■ OBJECTIVE 1
From the forum excerpt, list every standard by which the writer judges a form that is meant as martial gymnastics.
■ OBJECTIVE 2
Copy word for word the rows that start at the row containing "Find the bright" and run through the last row, inclusive.

■ EXTRACT PROVIDED
* * *
Open creative form can be good or bad.  If it is done as a martial ballet, and that is known, then I am applying a different set of standards to it.  Now, it is a question of asthetics and artistic taste, not so much martial application.  At that point, I judge it as art.  And it may fail on that level for me, as I am much more objective about art than most people.

Regarding flipping and jumping, If the form is intended as martial gymnastics, then I will judge it by a different set of standards again, mainly artistic taste, difficulty level, and execution.

If the person can work flips and jumps in as flourishes and keep the form martially applicable, then I think that that is an impressive feat and applaud it.

Daniel


----------



## miguksaram (Aug 12, 2009)

d1jinx said:


> hello.
> My name is Ronald McDowell.
> I ate a doublecheeseburger once when i was a child. I loved it so much I made my own doublecheeseburgers and ate them until I became a doublecheeseburger Master :mst:. I now own McDowels. Home of the Golden Arches (not Arcs... thats copyright infringment)


 
Actually it is the other way around.  Golden Arches is copyright...but I do appreciate the Coming to America reference.


----------



## miguksaram (Aug 12, 2009)

Miles said:


> In Korea, the term "Taekwondo" refers to a fairly standardized art (technique/terminology/testing are universal there). In other countries, including the USA,it is more of an umbrella term which encompasses Koreanized karate-do at various stages of evolution.
> 
> I am a "true believer" in the Kukkiwon. I STAUNCHLY support their efforts to train instructors, provide training materials, and certification of those who are worthy of same. I am happy to assist those who have not had the benefit of getting their KKW certification.
* * *
■ INFORMATION GIVEN
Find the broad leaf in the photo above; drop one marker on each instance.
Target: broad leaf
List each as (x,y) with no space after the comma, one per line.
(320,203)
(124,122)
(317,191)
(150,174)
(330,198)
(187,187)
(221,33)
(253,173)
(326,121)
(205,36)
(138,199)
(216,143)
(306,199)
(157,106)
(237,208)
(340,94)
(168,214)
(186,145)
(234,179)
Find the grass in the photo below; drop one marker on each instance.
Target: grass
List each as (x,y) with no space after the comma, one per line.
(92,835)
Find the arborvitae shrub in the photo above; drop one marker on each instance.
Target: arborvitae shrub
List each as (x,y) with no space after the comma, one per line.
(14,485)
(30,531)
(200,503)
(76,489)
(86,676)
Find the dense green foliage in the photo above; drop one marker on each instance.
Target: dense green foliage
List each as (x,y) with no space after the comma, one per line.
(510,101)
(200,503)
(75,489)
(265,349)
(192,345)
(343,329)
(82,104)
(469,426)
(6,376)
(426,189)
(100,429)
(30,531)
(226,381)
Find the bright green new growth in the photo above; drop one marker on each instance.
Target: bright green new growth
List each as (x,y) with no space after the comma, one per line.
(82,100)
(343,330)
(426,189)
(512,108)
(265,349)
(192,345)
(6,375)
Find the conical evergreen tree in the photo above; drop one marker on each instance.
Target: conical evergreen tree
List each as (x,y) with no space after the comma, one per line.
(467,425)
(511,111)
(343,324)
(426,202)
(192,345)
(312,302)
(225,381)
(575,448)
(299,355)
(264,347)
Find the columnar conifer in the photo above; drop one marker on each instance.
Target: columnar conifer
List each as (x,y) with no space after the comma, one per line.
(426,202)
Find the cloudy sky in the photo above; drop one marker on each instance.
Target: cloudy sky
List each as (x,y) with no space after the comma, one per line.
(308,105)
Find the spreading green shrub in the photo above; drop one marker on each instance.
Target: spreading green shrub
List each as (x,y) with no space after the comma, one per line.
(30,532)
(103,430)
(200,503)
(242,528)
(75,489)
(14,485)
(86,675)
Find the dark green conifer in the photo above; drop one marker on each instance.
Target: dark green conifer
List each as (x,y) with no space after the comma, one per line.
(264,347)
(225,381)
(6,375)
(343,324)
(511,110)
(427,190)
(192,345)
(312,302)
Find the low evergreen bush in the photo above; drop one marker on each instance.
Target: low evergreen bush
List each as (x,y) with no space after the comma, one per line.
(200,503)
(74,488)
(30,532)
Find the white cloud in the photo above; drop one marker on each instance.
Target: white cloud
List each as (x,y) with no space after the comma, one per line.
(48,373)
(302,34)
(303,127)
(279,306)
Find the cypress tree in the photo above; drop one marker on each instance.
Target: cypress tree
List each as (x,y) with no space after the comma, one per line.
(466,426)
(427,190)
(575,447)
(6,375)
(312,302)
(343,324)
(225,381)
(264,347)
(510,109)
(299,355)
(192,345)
* * *
■ TASK OUTPUT 1
artistic taste
difficulty level
execution

■ TASK OUTPUT 2
Find the bright green new growth in the photo above; drop one marker on each instance.
Target: bright green new growth
List each as (x,y) with no space after the comma, one per line.
(82,100)
(343,330)
(426,189)
(512,108)
(265,349)
(192,345)
(6,375)
Find the conical evergreen tree in the photo above; drop one marker on each instance.
Target: conical evergreen tree
List each as (x,y) with no space after the comma, one per line.
(467,425)
(511,111)
(343,324)
(426,202)
(192,345)
(312,302)
(225,381)
(575,448)
(299,355)
(264,347)
Find the columnar conifer in the photo above; drop one marker on each instance.
Target: columnar conifer
List each as (x,y) with no space after the comma, one per line.
(426,202)
Find the cloudy sky in the photo above; drop one marker on each instance.
Target: cloudy sky
List each as (x,y) with no space after the comma, one per line.
(308,105)
Find the spreading green shrub in the photo above; drop one marker on each instance.
Target: spreading green shrub
List each as (x,y) with no space after the comma, one per line.
(30,532)
(103,430)
(200,503)
(242,528)
(75,489)
(14,485)
(86,675)
Find the dark green conifer in the photo above; drop one marker on each instance.
Target: dark green conifer
List each as (x,y) with no space after the comma, one per line.
(264,347)
(225,381)
(6,375)
(343,324)
(511,110)
(427,190)
(192,345)
(312,302)
Find the low evergreen bush in the photo above; drop one marker on each instance.
Target: low evergreen bush
List each as (x,y) with no space after the comma, one per line.
(200,503)
(74,488)
(30,532)
Find the white cloud in the photo above; drop one marker on each instance.
Target: white cloud
List each as (x,y) with no space after the comma, one per line.
(48,373)
(302,34)
(303,127)
(279,306)
Find the cypress tree in the photo above; drop one marker on each instance.
Target: cypress tree
List each as (x,y) with no space after the comma, one per line.
(466,426)
(427,190)
(575,447)
(6,375)
(312,302)
(343,324)
(225,381)
(264,347)
(510,109)
(299,355)
(192,345)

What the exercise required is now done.